- **Aim of the task**
How many lines of the material below contain the string "thumb", with case counting? Reply with the number only.

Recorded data
========================================

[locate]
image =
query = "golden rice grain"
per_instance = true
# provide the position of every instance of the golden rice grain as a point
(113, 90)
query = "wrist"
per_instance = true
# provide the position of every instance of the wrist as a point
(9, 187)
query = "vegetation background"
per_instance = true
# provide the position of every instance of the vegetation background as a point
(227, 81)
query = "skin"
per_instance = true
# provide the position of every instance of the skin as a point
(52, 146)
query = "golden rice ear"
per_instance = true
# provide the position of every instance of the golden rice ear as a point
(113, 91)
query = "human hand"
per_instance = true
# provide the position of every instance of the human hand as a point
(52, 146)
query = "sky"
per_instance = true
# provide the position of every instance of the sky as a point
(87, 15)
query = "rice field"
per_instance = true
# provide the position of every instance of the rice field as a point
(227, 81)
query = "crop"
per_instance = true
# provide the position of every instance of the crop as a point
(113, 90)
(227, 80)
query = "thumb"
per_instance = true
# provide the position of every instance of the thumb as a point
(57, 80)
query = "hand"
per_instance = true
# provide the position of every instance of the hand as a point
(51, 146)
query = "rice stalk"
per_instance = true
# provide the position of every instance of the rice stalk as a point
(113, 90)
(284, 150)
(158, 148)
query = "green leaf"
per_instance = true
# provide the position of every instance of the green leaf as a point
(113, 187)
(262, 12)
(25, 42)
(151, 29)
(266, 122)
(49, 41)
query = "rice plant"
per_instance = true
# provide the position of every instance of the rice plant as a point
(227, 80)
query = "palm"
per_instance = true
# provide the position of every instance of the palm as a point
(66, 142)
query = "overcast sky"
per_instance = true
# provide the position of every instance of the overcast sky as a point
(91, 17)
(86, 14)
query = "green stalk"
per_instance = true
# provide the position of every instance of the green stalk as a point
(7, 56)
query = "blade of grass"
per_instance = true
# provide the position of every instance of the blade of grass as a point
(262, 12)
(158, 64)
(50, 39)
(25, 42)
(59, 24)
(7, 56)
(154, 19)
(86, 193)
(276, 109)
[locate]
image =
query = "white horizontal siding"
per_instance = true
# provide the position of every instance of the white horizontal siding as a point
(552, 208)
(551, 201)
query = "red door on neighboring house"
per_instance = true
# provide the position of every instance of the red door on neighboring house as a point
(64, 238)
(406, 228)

========================================

- **Task output**
2